• TASKS TO COMPLETE:
1: For each of these statements about the correspondence analysis walkthrough, answer yes or no and quote the words from the walkthrough that decide it. (a) The values in the data file are frequencies. (b) Clicking the Variables with frequencies button opens the standard variable selection dialog. (c) The Eigenvalues button is on the Advanced tab.
2: Summarize the correspondence analysis walkthrough in two sentences.
3: In the correspondence analysis walkthrough, which option button is selected under Input?

• PROVIDED PASSAGE:
== == ==
Specifying the analysis. Select Correspondence Analysis from the Statistics - Multivariate Exploratory Techniques menu to display the Correspondence Analysis (CA): Table Specifications Startup Panel. Even though the values in this data file are not frequencies, we will treat them as such. Therefore, on the Correspondence Analysis (CA) tab select the Frequencies w/out grouping vars option button under Input. Next select the variables. Click the Variables with frequencies button to display the standard variable selection dialog. Here, select all variables and then click the OK button. Finally, click the OK button on the Startup Panel to perform the correspondence analysis. After a few moments the Correspondence Analysis Results dialog is displayed.

Reviewing the results.

Eigenvalues. To reiterate, the Chi-square value and associated p-value should not be interpreted in this case, since the entries in the table are not frequencies. However, all other results are valid. First click the Eigenvalues button on the Advanced tab.
== == ==
Mask labeling examples:
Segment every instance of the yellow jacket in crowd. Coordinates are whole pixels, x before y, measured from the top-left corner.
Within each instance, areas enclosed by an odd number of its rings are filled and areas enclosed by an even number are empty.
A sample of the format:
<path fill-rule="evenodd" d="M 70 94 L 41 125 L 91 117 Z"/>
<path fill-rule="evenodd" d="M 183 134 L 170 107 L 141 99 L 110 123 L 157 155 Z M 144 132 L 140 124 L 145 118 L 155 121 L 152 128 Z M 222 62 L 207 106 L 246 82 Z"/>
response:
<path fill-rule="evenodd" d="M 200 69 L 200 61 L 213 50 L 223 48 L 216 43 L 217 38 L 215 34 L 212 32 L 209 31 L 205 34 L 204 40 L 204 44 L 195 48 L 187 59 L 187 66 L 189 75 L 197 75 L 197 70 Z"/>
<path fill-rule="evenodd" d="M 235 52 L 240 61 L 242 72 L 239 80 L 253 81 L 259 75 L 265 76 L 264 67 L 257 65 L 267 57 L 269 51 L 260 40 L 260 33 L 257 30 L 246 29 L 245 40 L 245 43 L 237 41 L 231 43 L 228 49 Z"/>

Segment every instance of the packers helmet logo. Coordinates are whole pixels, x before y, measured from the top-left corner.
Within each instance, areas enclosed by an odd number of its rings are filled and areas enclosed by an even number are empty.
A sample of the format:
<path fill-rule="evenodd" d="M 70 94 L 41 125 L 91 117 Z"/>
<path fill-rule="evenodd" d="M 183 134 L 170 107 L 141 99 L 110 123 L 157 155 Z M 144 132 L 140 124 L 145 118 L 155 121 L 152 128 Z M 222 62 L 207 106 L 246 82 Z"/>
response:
== == ==
• ANSWERS TO THE EXERCISE:
1:
(a) No: "Even though the values in this data file are not frequencies, we will treat them as such."
(b) Yes: "Click the Variables with frequencies button to display the standard variable selection dialog."
(c) Yes: "First click the Eigenvalues button on the Advanced tab."

2: The analysis is set up from the Statistics - Multivariate Exploratory Techniques menu by choosing the Frequencies w/out grouping vars input option, selecting all variables, and clicking OK, because the data values are treated as frequencies even though they are not. Since the table entries are not frequencies, the Chi-square value and p-value should not be interpreted, but all other results are valid, starting with the eigenvalues on the Advanced tab.

3: The Frequencies w/out grouping vars option button.